Your goal - Extract the complete listing and output it unchanged.

(Stored data)
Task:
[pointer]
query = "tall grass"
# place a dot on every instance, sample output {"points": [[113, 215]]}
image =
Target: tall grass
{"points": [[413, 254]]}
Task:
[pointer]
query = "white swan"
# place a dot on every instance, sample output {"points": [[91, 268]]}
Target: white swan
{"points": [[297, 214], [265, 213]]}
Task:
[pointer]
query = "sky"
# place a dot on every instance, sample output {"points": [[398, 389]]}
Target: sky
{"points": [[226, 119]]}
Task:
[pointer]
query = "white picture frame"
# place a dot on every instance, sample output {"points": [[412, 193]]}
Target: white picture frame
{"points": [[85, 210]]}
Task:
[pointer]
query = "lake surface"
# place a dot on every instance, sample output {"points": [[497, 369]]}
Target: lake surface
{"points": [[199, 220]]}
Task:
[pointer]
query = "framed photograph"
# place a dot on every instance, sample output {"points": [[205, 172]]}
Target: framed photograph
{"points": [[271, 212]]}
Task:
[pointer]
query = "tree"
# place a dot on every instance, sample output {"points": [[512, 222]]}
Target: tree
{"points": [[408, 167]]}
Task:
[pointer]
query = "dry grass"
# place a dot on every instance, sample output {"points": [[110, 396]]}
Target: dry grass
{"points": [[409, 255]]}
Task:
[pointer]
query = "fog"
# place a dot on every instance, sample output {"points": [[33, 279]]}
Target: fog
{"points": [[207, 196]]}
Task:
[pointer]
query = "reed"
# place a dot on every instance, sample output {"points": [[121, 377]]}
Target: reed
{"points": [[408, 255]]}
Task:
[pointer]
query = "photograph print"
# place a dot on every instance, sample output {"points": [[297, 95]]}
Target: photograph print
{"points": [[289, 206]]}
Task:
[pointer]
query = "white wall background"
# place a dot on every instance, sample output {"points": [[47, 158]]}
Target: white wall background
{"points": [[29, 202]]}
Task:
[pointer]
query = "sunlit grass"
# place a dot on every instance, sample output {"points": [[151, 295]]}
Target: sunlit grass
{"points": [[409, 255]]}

Full response -
Task:
[pointer]
query = "tall grass"
# place a dot on every instance, sample output {"points": [[113, 215]]}
image =
Target: tall grass
{"points": [[413, 254]]}
Task:
[pointer]
query = "white swan"
# place a dot on every instance, sample output {"points": [[91, 268]]}
Target: white swan
{"points": [[297, 214], [265, 213]]}
Task:
[pointer]
query = "sky"
# place a dot on every instance, sample output {"points": [[398, 389]]}
Target: sky
{"points": [[226, 119]]}
Task:
[pointer]
query = "white picture frame"
# place a dot on every instance, sample output {"points": [[412, 193]]}
Target: white picture frame
{"points": [[85, 210]]}
Task:
[pointer]
query = "lake surface"
# place a dot on every instance, sample output {"points": [[497, 369]]}
Target: lake surface
{"points": [[199, 220]]}
Task:
[pointer]
query = "framed photograph"
# place a dot on every instance, sample output {"points": [[205, 172]]}
Target: framed photograph
{"points": [[271, 212]]}
Task:
[pointer]
query = "tree"
# place a dot on every instance, sample output {"points": [[512, 222]]}
Target: tree
{"points": [[408, 167]]}
Task:
[pointer]
query = "dry grass"
# place a dot on every instance, sample output {"points": [[110, 396]]}
Target: dry grass
{"points": [[409, 255]]}
Task:
[pointer]
query = "fog"
# place a dot on every instance, sample output {"points": [[33, 279]]}
Target: fog
{"points": [[207, 196]]}
Task:
[pointer]
query = "reed"
# place a dot on every instance, sample output {"points": [[121, 377]]}
Target: reed
{"points": [[408, 255]]}
Task:
[pointer]
query = "photograph print"
# place a dot on every instance, sample output {"points": [[297, 95]]}
Target: photograph print
{"points": [[289, 206]]}
Task:
[pointer]
query = "white wall background"
# place a dot on every instance, sample output {"points": [[47, 158]]}
Target: white wall background
{"points": [[29, 202]]}
Task:
[pointer]
query = "sunlit grass"
# place a dot on every instance, sample output {"points": [[151, 295]]}
Target: sunlit grass
{"points": [[409, 255]]}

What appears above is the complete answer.